» **Excerpted text**
━━━

Shavei Israel is in charge of the B’nei Menashe’s Aliyah. Whether you sign or not is up to you. If you don’t, though, don’t blame anyone but yourself for losing your chance for Aliyah.”


J.P. was not allowed to take a copy of the document with him when he left and could not remember its exact wording. He did, however, recall five things that he was made to declare:

Sehjalal Shlomo Kipgen

1. That his name had been put without his knowledge on a B’nei Menashe Council petition asking for the community’s Aliyah to be taken out of Shavei Israel’s hands. (Signed by over a thousand B’nei Menashe, this petition was sent last February to The Jewish Agency and Israel’s Ministry of Immigration.)


2. That he wished Shavei Israel to have sole jurisdiction over the B’nei Menashe’s Aliyah with no involvement of outside organizations such as The Jewish Agency.


3. That he did not in any way support Degel Menashe or its activities.


4. That he regretted having registered as a BMC member and acknowledged the errors of his way.


5. That he did not recognize the BMC or its chairman W.L. Hangshing as legitimate representatives of Manipur’s B’nei Menashe.


“What could I do?” J.P. told our Newsletter. “Not a word of it was true, but I didn’t want to be taken off the Aliyah list with my family. I had no choice but to sign and I did.”

In recent days, our Newsletter has learned, this scene has been repeated many times at Beit Shalom. A phone call is made, a summons is issued to a family head to report to Shavei’s office, and the statement described by J.P. is handed him to sign with the same warning of what will happen if he refuses. The great majority of those contacted have come to the office and signed. They were encouraged to do so by Degel Menashe, which issued a communiqué, disseminated over B’nei Menashe social media, urging all prospective Aliyah candidates to submit to Shavei’s ultimatum rather than put their Aliyah at jeopardy.


“Shavei can make you sign a piece of paper,” said the Degel Menashe statement, “but it cannot make you change your thoughts and feelings. We know that in your hearts many of you will continue to support us. Sign what you are asked to sign with our blessing!”

Here is the full text of the WhatsApp announcement:


“What Shavei is doing is obscene,” says Yitzhak Thangjom, Degel Menashe’s executive director, in whose name the communiqué was issued. “It is using its control over the Aliyah process to coerce people into violating their consciences and knowingly putting their signatures to lies. It was a difficult decision for us to tell them to go ahead and sign, but we felt that we had to do it. Aliyah comes before all else. Once those who signed are in Israel and out from under Shavei’s thumb, they will be able to be their true selves again.”


Despite Degel Menashe’s urgings, there were those who refused to give in. One of them was Demsat Yosef Haokip , 57, a Churachandpur rice cultivator and BMC advisor. “I’m proud to be associated with the BMC,” he told our Newsletter, “and I won’t pretend otherwise. If anyone should be denounced, it’s Shavei for having divided our society by sabotaging the BMC."


Demsat Haokip

Demsat continued.. "And I won’t sign anything against Degel Menashe, either. It’s the only organization that has taken our grievances seriously and that has provided aid during the Covid pandemic. Aliyah is my right. I don’t have to sell my soul to a corrupt organization like Shavei to be entitled to it.”


Bidan Lalthang Singson, 55, a rice farmer too, agreed. “In the end, I’m sure I’ll get to make Aliyah even if I don’t sign,” he said. “It’s been promised me by Minister Pnina [Tamano-Shata, Minister of Immigration] and I’m confident she’ll keep her word.”


And Nachshon Haokip, 37, a plumber and mason, declared:

“If Shavei wants me to sign, let them give me a copy of what I signed for my records and so that I can show everyone what I was made to do . Otherwise, they can forget about it.”

━━━

» **Input data**
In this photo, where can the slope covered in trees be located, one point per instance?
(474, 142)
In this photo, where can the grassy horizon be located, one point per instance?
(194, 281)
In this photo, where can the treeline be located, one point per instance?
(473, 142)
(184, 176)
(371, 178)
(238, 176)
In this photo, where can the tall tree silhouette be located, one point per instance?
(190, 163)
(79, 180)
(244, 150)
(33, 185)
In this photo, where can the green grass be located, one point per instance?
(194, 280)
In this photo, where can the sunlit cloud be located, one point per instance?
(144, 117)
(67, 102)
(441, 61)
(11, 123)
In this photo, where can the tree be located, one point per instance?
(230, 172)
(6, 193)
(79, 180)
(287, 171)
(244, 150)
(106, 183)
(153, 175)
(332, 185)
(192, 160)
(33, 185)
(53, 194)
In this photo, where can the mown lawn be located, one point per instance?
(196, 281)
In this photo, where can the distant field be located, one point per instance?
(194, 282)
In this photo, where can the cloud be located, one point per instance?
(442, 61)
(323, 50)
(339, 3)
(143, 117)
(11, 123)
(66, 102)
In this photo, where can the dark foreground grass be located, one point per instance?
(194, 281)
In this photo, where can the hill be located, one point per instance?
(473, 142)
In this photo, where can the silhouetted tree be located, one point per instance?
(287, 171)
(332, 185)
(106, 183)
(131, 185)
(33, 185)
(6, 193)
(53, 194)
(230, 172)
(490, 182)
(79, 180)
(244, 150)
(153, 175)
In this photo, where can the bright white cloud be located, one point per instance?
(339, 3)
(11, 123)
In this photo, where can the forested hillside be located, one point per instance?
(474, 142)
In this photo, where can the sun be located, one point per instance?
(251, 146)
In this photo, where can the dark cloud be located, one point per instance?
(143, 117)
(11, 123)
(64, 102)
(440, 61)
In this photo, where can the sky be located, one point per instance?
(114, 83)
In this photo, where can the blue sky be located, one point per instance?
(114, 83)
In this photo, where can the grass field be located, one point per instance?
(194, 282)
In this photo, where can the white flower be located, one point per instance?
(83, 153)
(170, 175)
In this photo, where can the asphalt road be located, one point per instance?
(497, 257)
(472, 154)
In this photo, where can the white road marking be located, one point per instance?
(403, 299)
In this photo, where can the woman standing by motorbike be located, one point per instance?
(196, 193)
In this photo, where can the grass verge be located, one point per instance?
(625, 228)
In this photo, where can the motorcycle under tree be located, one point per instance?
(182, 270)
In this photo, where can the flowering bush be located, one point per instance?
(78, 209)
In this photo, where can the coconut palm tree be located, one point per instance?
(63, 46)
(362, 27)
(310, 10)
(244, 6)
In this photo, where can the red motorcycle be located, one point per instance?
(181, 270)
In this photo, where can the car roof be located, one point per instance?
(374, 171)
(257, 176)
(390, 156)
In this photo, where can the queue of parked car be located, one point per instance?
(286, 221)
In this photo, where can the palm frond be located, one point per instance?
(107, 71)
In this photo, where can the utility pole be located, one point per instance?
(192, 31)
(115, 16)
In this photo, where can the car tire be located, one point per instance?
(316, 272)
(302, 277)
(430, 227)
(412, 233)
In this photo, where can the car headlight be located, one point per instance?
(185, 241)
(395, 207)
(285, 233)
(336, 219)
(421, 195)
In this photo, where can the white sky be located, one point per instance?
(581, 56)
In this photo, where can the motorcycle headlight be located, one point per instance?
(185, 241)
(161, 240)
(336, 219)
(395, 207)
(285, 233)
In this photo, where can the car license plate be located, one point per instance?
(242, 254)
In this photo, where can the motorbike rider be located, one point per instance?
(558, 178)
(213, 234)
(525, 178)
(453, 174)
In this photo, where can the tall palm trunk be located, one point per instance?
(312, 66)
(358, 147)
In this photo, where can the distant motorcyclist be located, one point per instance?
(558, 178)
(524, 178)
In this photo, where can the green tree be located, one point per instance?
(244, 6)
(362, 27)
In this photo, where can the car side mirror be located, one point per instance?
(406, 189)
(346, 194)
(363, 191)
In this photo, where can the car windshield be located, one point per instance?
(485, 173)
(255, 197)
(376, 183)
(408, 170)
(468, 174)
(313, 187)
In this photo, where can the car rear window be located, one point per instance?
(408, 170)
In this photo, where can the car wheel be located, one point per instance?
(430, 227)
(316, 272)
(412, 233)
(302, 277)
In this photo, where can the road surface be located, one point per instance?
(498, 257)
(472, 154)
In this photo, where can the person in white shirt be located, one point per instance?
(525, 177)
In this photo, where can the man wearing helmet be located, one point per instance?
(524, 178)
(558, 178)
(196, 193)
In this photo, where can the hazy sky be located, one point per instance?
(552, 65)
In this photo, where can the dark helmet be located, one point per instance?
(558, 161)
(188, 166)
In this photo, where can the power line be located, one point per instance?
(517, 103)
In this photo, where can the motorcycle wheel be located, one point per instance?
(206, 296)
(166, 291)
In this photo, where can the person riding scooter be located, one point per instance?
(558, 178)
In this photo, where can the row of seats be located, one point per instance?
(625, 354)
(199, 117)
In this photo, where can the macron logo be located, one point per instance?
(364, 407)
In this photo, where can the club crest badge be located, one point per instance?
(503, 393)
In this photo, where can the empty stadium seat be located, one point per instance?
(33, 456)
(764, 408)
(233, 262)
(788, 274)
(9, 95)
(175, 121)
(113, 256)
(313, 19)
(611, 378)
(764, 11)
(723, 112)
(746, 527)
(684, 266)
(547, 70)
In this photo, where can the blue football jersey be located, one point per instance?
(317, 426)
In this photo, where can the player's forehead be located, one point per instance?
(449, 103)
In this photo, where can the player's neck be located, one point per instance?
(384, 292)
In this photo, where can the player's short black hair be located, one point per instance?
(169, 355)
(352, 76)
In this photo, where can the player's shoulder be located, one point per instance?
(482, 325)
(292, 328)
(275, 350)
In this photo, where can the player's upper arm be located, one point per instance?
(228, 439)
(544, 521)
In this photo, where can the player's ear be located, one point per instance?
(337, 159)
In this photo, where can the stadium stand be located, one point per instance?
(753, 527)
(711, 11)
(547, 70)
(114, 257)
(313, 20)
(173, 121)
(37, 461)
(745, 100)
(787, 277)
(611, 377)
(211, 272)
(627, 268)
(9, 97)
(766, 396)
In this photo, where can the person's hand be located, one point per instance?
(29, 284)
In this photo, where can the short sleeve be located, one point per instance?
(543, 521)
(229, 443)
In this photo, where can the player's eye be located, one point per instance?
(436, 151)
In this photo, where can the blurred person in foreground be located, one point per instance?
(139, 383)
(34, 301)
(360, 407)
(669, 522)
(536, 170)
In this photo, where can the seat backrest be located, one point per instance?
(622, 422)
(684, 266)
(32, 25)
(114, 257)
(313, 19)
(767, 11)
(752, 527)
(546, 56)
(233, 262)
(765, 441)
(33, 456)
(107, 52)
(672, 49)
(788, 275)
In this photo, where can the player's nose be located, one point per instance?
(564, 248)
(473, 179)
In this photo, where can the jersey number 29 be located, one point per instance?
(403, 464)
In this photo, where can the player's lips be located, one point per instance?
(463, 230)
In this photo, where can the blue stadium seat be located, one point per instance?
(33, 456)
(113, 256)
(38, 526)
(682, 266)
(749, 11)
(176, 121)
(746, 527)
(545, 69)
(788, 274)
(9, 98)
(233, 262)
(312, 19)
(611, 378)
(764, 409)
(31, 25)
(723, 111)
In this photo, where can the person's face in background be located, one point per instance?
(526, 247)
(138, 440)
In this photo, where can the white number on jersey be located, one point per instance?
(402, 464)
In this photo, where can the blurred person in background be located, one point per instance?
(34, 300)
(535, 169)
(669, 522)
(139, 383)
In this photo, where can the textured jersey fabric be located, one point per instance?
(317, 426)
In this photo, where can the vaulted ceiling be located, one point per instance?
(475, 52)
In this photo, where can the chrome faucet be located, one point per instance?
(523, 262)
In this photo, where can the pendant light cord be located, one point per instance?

━━━

» **Directions for this task**
Answer these about the excerpt on the B'nei Menashe's Aliyah:
(a) How many B'nei Menashe signed the BMC petition, and where was it sent?
(b) How old is Demsat Yosef Haokip, and what roles does the text give him?
(c) What does Nachshon Haokip say Shavei must give him if it wants him to sign?

» **Your response**
(a) Over a thousand signed it, and it was sent to The Jewish Agency and Israel's Ministry of Immigration.
(b) He is 57. He is a Churachandpur rice cultivator and a BMC advisor.
(c) A copy of what he signed, for his records and so he can show everyone what he was made to do.